Text to read ->
***
Thursday, September 23rd, 2010

After erecting three pillars

The gross, the subtle and the causal bodies

After beating the buffalo's rough hide with a staff

Of the manifest and the hidden to remove the flesh;

After tanning the hide with the fiber of dualism;

The caustic juice of quintessence;

The blemishes of the soul thus destroyed,

I have come to reach the sandals to the feet of the wearer.

Take care, not of the ground below

But of the path they tread

Do not be a slave to the hand-awl, the blade or the peg

Know Ramarama, your own true self

The joy of joys. 

 

 

Prose poems that could be sung, recited and performed forms the bulk of the Vachana literature of Medieval Karnataka. They were written to question and respond to dualities , largely by poets from the artisan and untouchable castes. Vachana poetry is also the longest, continuous critique of the caste system, spanning several centuries (11th to 18th century).

The Dalit poet, Madara Channiah is considered the father of Vachana poetry. He pioneered the effective use of metaphors from the everyday, marking a clear departure from the earlier ornate and contrived poetic traditions of ancient Kannada literature.

H.S Shiva Prakash says “ The manner in which this cobbler-saint combines abstract philosophical preoccupations with a vision of a society free of caste differences and expresses them in concrete metaphors taken from the cobbler’s trade is astounding”.
***
Records of labeled points ->

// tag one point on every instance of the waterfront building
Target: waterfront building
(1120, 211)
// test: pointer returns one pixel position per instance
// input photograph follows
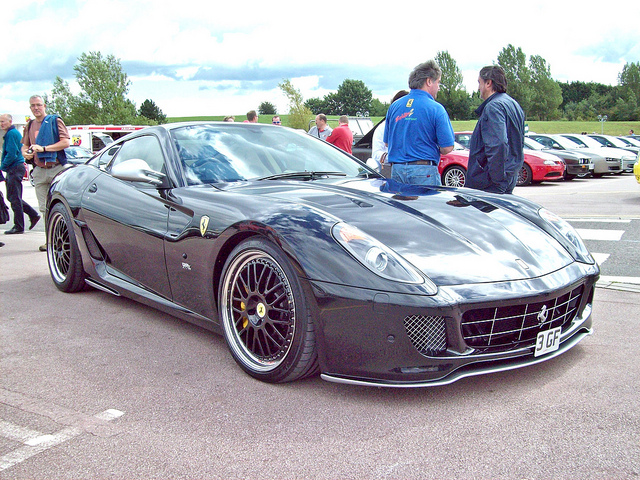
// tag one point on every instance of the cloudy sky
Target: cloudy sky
(209, 57)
***
Set problem -> Output the passage of the Vachana poetry text between "Take care, not" and "joy of joys.", inclusive, with its wording unchanged.

The result ->
Take care, not of the ground below

But of the path they tread

Do not be a slave to the hand-awl, the blade or the peg

Know Ramarama, your own true self

The joy of joys.